> TASKS TO CARRY OUT:
- 1) Answer these questions about the passage on X-ray cargo inspection:
(a) What type of X-ray cargo images does the proposed approach target?
(b) What is the third advantage over manual inspection?
(c) What kind of imagery were most state-of-the-art computer vision methods developed for?
- 2) Can you print the stretch of the passage on X-ray cargo inspection from "In order to" through "perspective[6, 7, 4].", word for word?

**** SUPPLIED PASSAGE

In order to alleviate these issues, we propose the use of computer vision and machine learning techniques for the automated detection of SMTs in single-energy single-view X-ray cargo images. This approach provides multiple advantages over manual inspection: i) orders of magnitude reductions in inspection times; ii) improved and potentially super-human detection performance; iii) computing power can be scaled up to meet the increasing volumes of images to inspect; and iv) greatly simplifies scanning logistics by offering consistent processing times. However, most state-of-the-art computer vision methods were developed for natural imagery (photography) first and foremost, from which X-ray images differ significantly due to their translucency, noise levels, clutter, and skewed perspective[6, 7, 4].

********
**** EXCERPTED DATA

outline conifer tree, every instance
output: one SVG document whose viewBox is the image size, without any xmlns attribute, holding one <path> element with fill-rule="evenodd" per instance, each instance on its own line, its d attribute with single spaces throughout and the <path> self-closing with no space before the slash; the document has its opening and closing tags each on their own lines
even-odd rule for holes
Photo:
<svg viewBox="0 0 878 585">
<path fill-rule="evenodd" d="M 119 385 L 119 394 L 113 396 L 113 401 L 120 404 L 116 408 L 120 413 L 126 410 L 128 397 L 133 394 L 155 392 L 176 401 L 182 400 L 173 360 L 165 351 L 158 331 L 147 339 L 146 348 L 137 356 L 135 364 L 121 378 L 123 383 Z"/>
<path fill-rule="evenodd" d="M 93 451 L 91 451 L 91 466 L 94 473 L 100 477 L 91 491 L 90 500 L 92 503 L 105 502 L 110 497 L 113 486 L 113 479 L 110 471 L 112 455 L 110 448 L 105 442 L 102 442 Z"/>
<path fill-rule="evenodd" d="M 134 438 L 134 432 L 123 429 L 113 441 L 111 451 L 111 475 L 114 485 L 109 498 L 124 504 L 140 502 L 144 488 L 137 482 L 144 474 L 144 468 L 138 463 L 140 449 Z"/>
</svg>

********

> OUTPUTS BY TASK:
- 1)
(a) Single-energy single-view X-ray cargo images.
(b) Computing power can be scaled up to meet the increasing volumes of images to inspect.
(c) Natural imagery (photography).

- 2)
In order to alleviate these issues, we propose the use of computer vision and machine learning techniques for the automated detection of SMTs in single-energy single-view X-ray cargo images. This approach provides multiple advantages over manual inspection: i) orders of magnitude reductions in inspection times; ii) improved and potentially super-human detection performance; iii) computing power can be scaled up to meet the increasing volumes of images to inspect; and iv) greatly simplifies scanning logistics by offering consistent processing times. However, most state-of-the-art computer vision methods were developed for natural imagery (photography) first and foremost, from which X-ray images differ significantly due to their translucency, noise levels, clutter, and skewed perspective[6, 7, 4].